Please repeat exactly the lines from the one containing "column 495, row 84" through the last line of the records below, leaving out any pictures.
Top of LISTED ENTRIES
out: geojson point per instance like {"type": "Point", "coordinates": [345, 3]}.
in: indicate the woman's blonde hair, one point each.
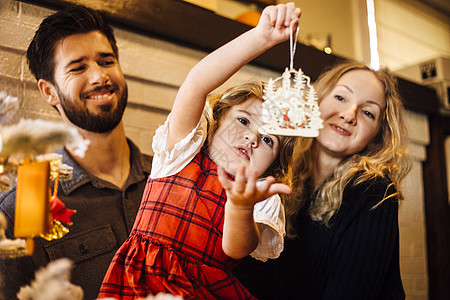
{"type": "Point", "coordinates": [221, 104]}
{"type": "Point", "coordinates": [384, 157]}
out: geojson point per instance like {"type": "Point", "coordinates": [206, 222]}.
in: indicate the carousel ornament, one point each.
{"type": "Point", "coordinates": [290, 107]}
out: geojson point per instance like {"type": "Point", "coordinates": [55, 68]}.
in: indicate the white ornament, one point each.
{"type": "Point", "coordinates": [290, 108]}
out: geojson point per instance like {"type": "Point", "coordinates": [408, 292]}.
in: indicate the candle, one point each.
{"type": "Point", "coordinates": [32, 203]}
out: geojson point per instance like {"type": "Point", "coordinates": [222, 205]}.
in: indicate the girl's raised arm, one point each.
{"type": "Point", "coordinates": [217, 67]}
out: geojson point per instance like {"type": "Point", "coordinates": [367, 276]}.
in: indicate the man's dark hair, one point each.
{"type": "Point", "coordinates": [72, 20]}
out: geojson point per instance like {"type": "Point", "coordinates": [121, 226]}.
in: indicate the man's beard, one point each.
{"type": "Point", "coordinates": [103, 122]}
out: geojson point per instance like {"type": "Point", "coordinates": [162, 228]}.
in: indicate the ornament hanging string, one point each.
{"type": "Point", "coordinates": [292, 45]}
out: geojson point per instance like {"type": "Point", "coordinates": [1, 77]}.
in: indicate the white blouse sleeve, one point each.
{"type": "Point", "coordinates": [270, 219]}
{"type": "Point", "coordinates": [167, 162]}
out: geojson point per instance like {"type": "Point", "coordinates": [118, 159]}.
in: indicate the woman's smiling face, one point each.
{"type": "Point", "coordinates": [352, 113]}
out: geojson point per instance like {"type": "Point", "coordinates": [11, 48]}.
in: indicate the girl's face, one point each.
{"type": "Point", "coordinates": [238, 142]}
{"type": "Point", "coordinates": [352, 114]}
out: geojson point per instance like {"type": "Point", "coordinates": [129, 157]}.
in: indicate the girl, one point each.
{"type": "Point", "coordinates": [343, 212]}
{"type": "Point", "coordinates": [194, 220]}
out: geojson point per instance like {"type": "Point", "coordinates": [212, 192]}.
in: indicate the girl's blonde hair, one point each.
{"type": "Point", "coordinates": [221, 104]}
{"type": "Point", "coordinates": [384, 157]}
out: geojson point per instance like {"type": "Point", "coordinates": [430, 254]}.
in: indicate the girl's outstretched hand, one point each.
{"type": "Point", "coordinates": [276, 20]}
{"type": "Point", "coordinates": [246, 192]}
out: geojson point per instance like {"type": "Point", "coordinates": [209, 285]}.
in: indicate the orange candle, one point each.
{"type": "Point", "coordinates": [32, 203]}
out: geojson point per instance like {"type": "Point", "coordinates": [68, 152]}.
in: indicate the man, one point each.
{"type": "Point", "coordinates": [74, 58]}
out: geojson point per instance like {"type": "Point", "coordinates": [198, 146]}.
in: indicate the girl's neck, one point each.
{"type": "Point", "coordinates": [323, 165]}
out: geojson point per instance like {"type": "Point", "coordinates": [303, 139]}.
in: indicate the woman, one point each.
{"type": "Point", "coordinates": [342, 217]}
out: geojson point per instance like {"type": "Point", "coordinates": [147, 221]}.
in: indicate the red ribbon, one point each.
{"type": "Point", "coordinates": [59, 210]}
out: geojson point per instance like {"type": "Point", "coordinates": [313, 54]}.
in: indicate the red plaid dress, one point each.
{"type": "Point", "coordinates": [176, 243]}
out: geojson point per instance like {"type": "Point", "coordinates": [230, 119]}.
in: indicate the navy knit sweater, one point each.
{"type": "Point", "coordinates": [356, 257]}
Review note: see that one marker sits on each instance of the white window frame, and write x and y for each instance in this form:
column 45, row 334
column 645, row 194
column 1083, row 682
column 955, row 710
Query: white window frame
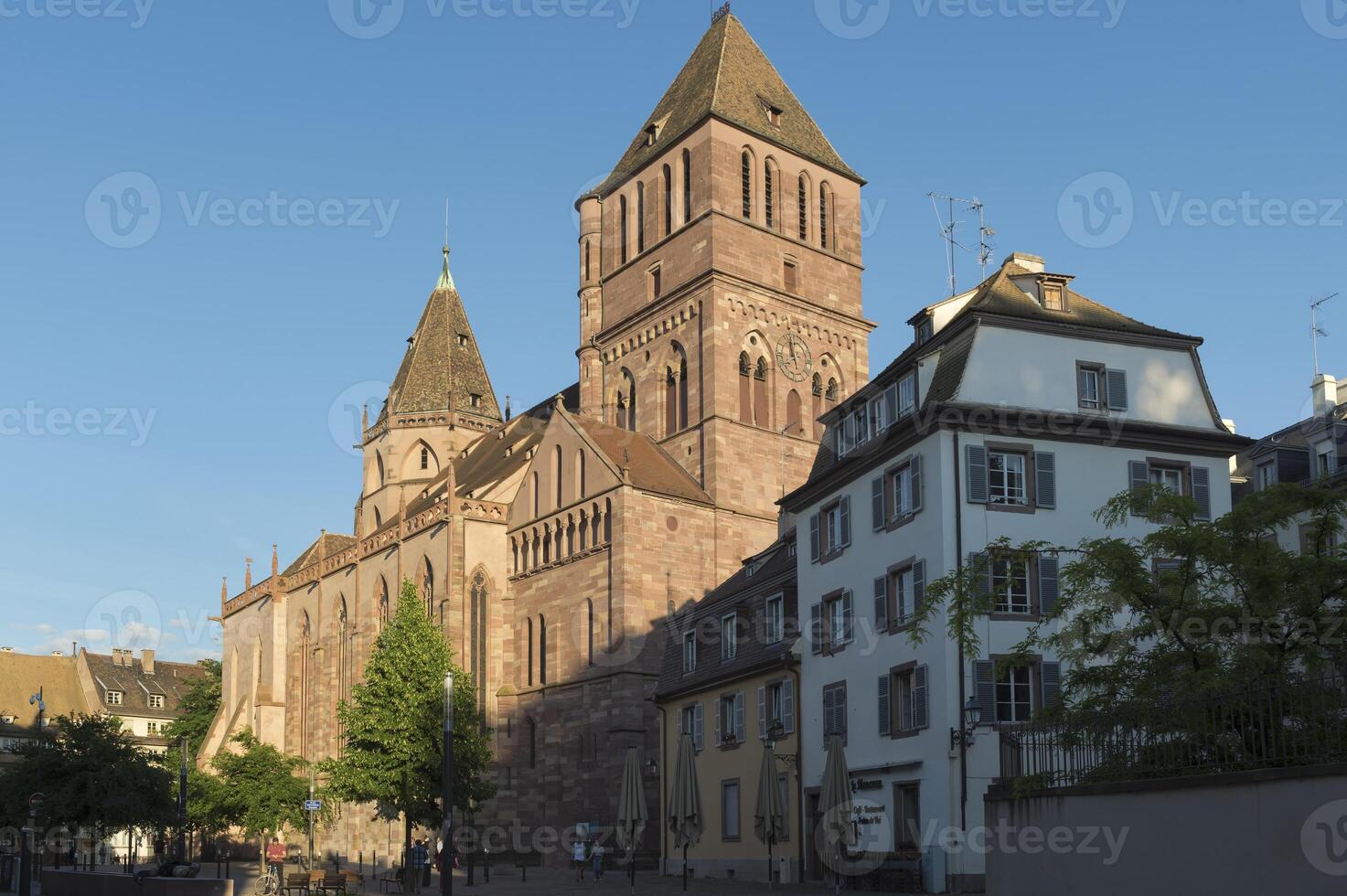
column 729, row 636
column 1008, row 496
column 775, row 619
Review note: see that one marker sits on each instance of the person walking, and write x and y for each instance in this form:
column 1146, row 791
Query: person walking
column 578, row 859
column 597, row 853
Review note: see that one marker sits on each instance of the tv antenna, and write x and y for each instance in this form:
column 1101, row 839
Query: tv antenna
column 1315, row 330
column 948, row 232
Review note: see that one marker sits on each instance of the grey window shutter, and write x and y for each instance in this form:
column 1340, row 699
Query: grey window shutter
column 884, row 705
column 1048, row 589
column 1139, row 475
column 1116, row 384
column 882, row 603
column 977, row 486
column 1202, row 491
column 1045, row 478
column 982, row 574
column 846, row 617
column 920, row 706
column 985, row 688
column 1050, row 676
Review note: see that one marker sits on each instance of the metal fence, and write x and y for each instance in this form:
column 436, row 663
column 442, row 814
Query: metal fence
column 1269, row 725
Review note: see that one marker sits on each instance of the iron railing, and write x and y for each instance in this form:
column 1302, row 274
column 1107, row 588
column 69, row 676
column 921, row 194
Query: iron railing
column 1269, row 725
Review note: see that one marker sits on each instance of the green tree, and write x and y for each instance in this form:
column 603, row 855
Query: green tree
column 261, row 790
column 91, row 776
column 393, row 727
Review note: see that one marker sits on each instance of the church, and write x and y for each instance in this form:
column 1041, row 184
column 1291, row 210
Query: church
column 720, row 317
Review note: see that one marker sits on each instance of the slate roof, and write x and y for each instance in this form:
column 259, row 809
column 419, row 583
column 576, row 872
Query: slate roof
column 23, row 674
column 438, row 363
column 729, row 77
column 649, row 466
column 774, row 573
column 171, row 680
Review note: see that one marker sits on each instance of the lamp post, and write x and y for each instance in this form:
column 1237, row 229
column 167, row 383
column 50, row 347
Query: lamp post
column 446, row 876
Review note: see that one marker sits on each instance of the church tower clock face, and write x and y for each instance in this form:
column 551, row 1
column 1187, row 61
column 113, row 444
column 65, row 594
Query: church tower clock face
column 792, row 357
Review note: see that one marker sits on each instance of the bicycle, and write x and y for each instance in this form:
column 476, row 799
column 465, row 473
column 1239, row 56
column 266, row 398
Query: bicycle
column 270, row 883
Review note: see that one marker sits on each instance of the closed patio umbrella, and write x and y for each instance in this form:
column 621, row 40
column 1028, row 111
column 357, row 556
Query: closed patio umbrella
column 769, row 814
column 835, row 801
column 685, row 802
column 631, row 808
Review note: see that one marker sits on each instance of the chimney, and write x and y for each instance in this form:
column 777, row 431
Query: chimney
column 1324, row 389
column 1032, row 263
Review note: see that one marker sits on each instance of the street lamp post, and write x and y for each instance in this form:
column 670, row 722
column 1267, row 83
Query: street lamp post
column 446, row 876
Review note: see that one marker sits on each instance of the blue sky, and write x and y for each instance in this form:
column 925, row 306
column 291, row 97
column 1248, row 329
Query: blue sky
column 176, row 406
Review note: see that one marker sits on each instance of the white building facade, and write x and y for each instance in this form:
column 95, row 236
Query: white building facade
column 1020, row 409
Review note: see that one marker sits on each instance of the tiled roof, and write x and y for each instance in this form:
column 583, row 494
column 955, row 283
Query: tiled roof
column 774, row 573
column 649, row 466
column 171, row 680
column 324, row 546
column 442, row 360
column 23, row 674
column 729, row 77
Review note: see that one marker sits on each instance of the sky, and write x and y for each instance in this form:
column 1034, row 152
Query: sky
column 219, row 222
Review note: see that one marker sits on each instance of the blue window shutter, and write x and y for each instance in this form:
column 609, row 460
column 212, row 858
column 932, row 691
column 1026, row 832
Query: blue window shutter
column 882, row 603
column 877, row 503
column 985, row 688
column 920, row 705
column 1050, row 676
column 1048, row 589
column 884, row 706
column 1116, row 384
column 977, row 464
column 1045, row 480
column 1202, row 491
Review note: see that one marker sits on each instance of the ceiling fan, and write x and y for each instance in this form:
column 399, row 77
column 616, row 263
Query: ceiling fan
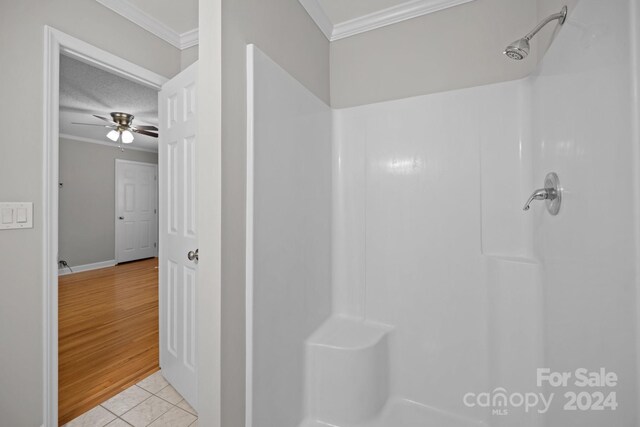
column 122, row 128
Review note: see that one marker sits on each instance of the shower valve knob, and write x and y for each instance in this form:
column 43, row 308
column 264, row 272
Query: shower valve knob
column 551, row 192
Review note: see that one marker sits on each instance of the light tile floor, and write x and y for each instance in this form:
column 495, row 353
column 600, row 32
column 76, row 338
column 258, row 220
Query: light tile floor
column 152, row 402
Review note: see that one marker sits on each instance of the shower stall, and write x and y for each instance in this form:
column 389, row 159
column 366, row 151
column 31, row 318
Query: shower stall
column 393, row 278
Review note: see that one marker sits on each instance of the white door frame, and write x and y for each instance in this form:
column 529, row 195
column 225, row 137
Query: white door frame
column 55, row 43
column 156, row 207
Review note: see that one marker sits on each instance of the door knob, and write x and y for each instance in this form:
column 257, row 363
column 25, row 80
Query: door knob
column 193, row 256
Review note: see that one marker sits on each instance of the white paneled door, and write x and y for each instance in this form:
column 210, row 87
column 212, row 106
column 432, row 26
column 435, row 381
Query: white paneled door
column 136, row 210
column 178, row 258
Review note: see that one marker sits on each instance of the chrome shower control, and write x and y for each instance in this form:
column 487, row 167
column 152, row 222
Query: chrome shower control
column 551, row 192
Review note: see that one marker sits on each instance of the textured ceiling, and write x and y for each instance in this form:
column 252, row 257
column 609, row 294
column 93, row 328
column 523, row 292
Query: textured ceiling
column 86, row 90
column 343, row 10
column 181, row 16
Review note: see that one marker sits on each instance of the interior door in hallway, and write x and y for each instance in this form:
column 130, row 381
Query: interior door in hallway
column 136, row 210
column 178, row 262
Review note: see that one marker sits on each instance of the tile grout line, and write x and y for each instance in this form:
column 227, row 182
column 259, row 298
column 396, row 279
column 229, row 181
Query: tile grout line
column 173, row 405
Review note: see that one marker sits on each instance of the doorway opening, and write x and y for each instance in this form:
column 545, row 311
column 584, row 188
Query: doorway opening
column 57, row 45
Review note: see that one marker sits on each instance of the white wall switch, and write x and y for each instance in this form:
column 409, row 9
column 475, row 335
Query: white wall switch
column 16, row 215
column 7, row 216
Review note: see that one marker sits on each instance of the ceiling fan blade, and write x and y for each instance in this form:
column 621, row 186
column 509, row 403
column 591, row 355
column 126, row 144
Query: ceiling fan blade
column 144, row 132
column 93, row 124
column 145, row 127
column 105, row 119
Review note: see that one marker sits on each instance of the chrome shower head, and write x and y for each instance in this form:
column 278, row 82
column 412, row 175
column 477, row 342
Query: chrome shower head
column 518, row 50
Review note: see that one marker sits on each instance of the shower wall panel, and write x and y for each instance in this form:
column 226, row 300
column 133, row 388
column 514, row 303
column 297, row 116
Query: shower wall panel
column 289, row 211
column 584, row 123
column 428, row 188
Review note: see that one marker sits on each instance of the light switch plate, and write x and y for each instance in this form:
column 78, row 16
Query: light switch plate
column 16, row 215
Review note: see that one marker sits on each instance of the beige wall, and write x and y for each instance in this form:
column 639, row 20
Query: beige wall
column 21, row 159
column 86, row 223
column 283, row 30
column 451, row 49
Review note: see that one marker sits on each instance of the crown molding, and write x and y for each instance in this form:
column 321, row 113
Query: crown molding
column 402, row 12
column 108, row 144
column 319, row 16
column 151, row 24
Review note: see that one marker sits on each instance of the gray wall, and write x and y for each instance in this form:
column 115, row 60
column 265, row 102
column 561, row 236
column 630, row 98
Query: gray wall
column 188, row 57
column 451, row 49
column 86, row 223
column 21, row 159
column 283, row 30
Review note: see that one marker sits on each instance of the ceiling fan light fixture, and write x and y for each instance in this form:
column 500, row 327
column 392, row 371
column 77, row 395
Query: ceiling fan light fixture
column 127, row 137
column 113, row 135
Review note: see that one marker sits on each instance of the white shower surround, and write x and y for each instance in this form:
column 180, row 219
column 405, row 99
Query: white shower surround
column 438, row 283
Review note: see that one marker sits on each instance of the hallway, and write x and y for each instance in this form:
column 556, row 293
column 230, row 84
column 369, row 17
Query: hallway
column 108, row 333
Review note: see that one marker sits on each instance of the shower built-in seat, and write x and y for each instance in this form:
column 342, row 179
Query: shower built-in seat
column 347, row 381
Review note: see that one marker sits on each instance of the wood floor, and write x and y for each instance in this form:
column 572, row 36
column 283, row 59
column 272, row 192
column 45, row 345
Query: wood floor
column 108, row 334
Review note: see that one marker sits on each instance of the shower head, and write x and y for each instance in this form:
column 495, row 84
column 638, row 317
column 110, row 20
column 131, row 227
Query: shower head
column 519, row 49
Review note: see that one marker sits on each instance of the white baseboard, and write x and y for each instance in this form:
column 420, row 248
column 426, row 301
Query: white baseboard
column 87, row 267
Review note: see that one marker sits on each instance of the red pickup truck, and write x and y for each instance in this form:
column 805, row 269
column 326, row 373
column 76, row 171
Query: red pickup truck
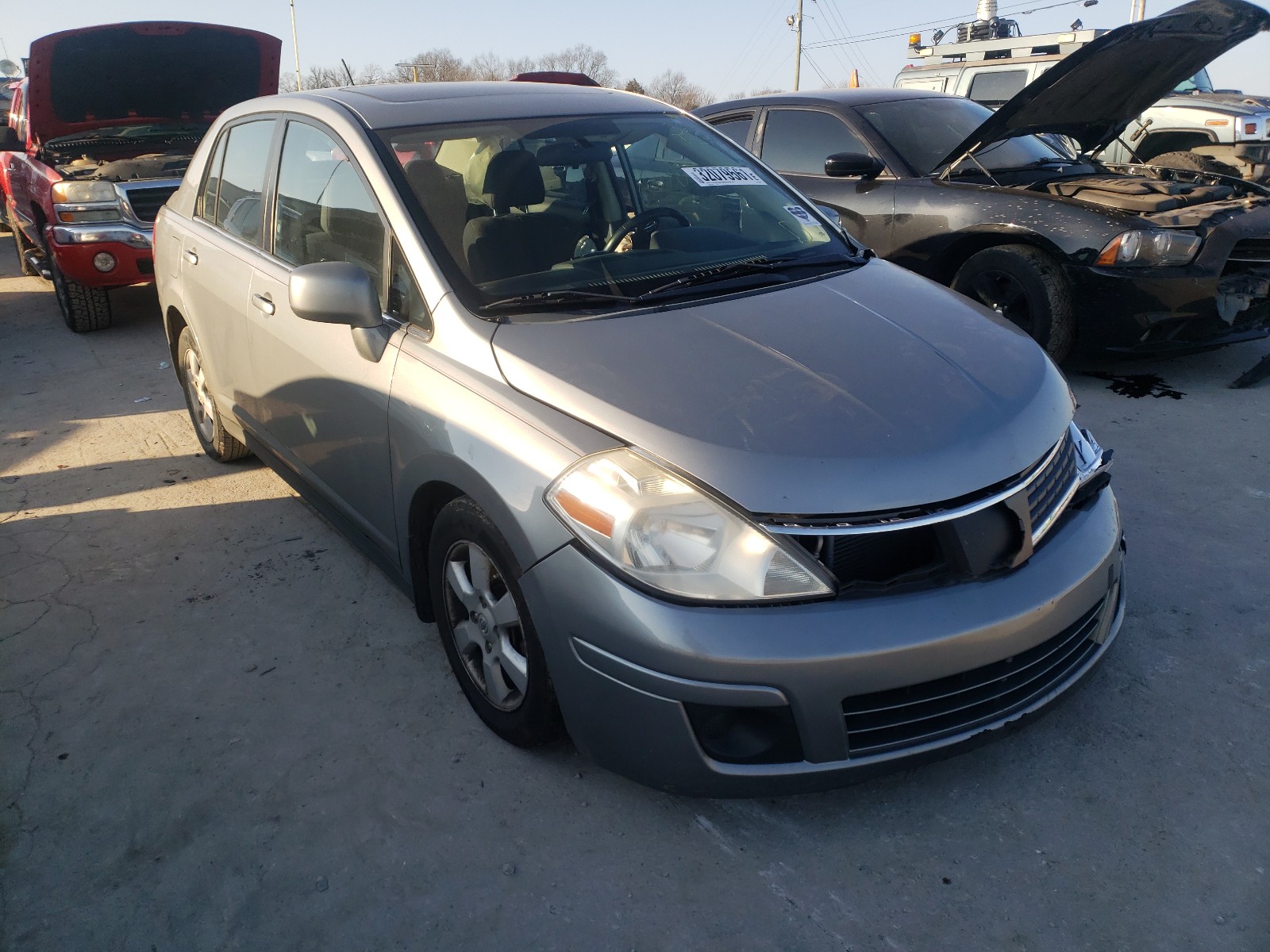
Bottom of LISTED ENTRIES
## RESPONSE AREA
column 495, row 84
column 638, row 317
column 110, row 20
column 131, row 227
Query: shower head
column 519, row 49
Review note: see that one marker sits on each instance of the white baseboard, and write x and y for each instance in this form:
column 420, row 248
column 426, row 301
Query: white baseboard
column 87, row 267
Review note: see that one marker sits on each instance of the red pickup truck, and write x and y for each instance in this form:
column 805, row 269
column 326, row 373
column 76, row 171
Query: red pickup truck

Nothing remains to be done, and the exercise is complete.